■ Extracted records

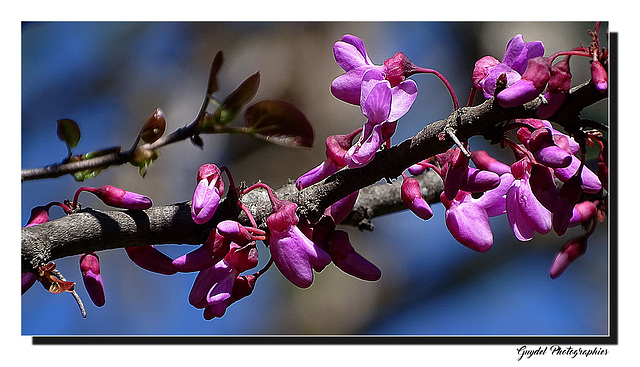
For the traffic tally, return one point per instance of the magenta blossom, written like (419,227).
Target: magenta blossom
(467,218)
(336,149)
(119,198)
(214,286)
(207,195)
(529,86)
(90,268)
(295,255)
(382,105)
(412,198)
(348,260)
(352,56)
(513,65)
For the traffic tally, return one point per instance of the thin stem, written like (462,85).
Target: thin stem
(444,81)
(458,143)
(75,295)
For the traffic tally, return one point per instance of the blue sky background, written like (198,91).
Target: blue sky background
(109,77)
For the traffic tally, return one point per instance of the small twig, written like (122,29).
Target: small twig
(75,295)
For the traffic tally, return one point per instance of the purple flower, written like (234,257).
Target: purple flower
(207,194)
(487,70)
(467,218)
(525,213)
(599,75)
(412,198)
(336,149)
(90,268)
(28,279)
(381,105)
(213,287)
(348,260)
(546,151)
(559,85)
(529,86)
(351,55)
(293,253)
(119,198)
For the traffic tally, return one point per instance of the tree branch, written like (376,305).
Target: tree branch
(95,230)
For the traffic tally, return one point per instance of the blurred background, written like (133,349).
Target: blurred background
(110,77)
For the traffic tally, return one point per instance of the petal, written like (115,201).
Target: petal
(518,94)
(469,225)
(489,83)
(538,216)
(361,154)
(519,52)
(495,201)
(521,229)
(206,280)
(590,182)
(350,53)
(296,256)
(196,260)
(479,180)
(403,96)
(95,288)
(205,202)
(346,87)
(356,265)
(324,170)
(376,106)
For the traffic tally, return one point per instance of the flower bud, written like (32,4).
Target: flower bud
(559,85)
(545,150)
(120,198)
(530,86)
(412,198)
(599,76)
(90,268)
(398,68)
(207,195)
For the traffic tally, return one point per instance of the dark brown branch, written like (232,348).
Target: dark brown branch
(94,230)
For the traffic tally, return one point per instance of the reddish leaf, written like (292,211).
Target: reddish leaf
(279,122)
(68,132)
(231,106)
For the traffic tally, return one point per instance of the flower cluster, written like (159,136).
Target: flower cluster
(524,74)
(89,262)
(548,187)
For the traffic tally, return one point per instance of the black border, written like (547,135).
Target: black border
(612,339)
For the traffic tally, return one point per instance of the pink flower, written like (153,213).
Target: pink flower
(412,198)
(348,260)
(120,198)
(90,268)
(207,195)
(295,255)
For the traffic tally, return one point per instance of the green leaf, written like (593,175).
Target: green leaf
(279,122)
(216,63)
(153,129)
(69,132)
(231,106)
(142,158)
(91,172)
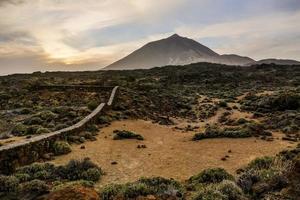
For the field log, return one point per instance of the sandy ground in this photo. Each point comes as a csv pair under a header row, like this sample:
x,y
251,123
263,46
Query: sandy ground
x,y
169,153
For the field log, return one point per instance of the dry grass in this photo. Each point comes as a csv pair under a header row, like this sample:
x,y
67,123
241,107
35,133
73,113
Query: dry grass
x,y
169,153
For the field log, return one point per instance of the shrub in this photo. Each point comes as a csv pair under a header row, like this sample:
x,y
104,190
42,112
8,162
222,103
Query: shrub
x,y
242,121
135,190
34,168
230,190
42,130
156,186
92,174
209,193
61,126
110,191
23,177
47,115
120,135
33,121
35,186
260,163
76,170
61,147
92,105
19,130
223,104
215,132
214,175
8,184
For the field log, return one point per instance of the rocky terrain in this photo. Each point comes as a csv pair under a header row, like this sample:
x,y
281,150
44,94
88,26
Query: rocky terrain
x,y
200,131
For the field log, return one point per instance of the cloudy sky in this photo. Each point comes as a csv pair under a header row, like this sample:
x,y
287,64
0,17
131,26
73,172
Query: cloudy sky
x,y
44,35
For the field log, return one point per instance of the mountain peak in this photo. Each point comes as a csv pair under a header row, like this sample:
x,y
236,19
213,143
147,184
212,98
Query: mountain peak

■ Exercise objective
Retype every one of the entries above word for word, leaving out the pictures.

■ Written response
For the traffic tally, return one point per instance of the magenta blossom, written like (419,227).
Target: magenta blossom
(467,218)
(336,149)
(119,198)
(214,286)
(207,195)
(529,86)
(90,268)
(295,255)
(382,105)
(412,198)
(348,260)
(352,56)
(513,65)
For the traffic tally, return one point per instance of the thin stem, written like (462,85).
Target: thin stem
(444,81)
(458,143)
(75,295)
For the traffic tally, return one point per instance of the blue sky background, written like (198,91).
Target: blue sky background
(109,77)
For the traffic tally, return one point per instance of the small twig, written like (122,29).
Target: small twig
(75,295)
For the traffic tally, return one point per instance of the purple flower, written like (234,257).
Target: purple flower
(207,194)
(487,70)
(467,218)
(525,213)
(599,75)
(412,198)
(336,149)
(90,268)
(28,279)
(381,105)
(213,287)
(348,260)
(546,151)
(559,85)
(529,86)
(351,55)
(293,253)
(119,198)
For the traffic tally, return one point per instance of the tree branch, written like (376,305).
Target: tree branch
(95,230)
For the traffic tally, return one point per instance of the blurred background, written like (133,349).
Target: blurred background
(110,77)
For the traffic tally, return one point per instance of the petal, written like (115,201).
Target: petal
(518,94)
(469,225)
(489,83)
(538,216)
(361,154)
(519,52)
(495,201)
(521,229)
(206,280)
(590,182)
(350,53)
(296,256)
(196,260)
(479,180)
(403,96)
(95,288)
(205,202)
(346,87)
(356,265)
(324,170)
(376,106)
For the traffic tally, return one point per instance of the flower bud, written like (32,4).
Target: flower bud
(559,85)
(545,150)
(120,198)
(530,86)
(412,198)
(599,76)
(90,268)
(398,68)
(207,195)
For the traffic tally, return one point per instance of the dark brown branch, written like (232,348).
Target: dark brown branch
(94,230)
For the traffic tally, return one point per instance of the reddish leaf, written like (292,211).
Target: reddish leaf
(279,122)
(68,132)
(231,106)
For the traffic tally, return one point per instance of the flower cluster, written like (159,136).
Target: flower cluster
(524,74)
(89,262)
(548,187)
For the traffic tally, return one point per instance of the black border, written like (547,135).
Target: black border
(612,339)
For the traffic tally, return one point per instance of the pink flower, written like (153,213).
Target: pink flower
(412,198)
(348,260)
(120,198)
(90,268)
(207,195)
(295,255)
For the traffic tally, return one point per instance of the green leaf, written like (593,175).
Target: green leaf
(279,122)
(216,63)
(153,129)
(69,132)
(231,106)
(142,158)
(91,172)
For the field log, return one point per instance of the sandy ground in this photo. Each point comes as a csv pair under a header row, like this sample:
x,y
251,123
263,46
Query: sandy ground
x,y
169,153
For the field log, return one point per instance of the dry grass in this photo. Each point comes as a csv pair under a header row, like this sample:
x,y
67,123
241,107
35,133
73,113
Query: dry grass
x,y
169,153
For the field log, return one point per instance of the shrub in this photo. Each point comes as a csv pair under a header row, like this sample:
x,y
104,190
42,112
8,162
222,103
Query: shrub
x,y
242,121
135,190
34,168
230,190
42,130
156,186
92,174
209,193
61,126
110,191
23,177
47,115
120,135
33,121
35,186
260,163
76,170
61,147
92,105
19,130
223,104
215,132
214,175
8,184
For the field log, return one point per instance of the rocky terrain in this photo. Each point comes as a csv pair under a header row, like this sample:
x,y
281,150
44,94
88,26
Query: rocky terrain
x,y
200,131
For the field log, return one point per instance of the cloudy sky in this photo. Each point comes as a csv pair under a header row, like this sample:
x,y
287,64
0,17
131,26
73,172
Query: cloudy sky
x,y
44,35
For the field log, return one point per instance of the mountain peak in this photo. Each point comes as a csv pair under a header row, like this sample:
x,y
236,19
213,143
147,184
212,98
Query: mountain peak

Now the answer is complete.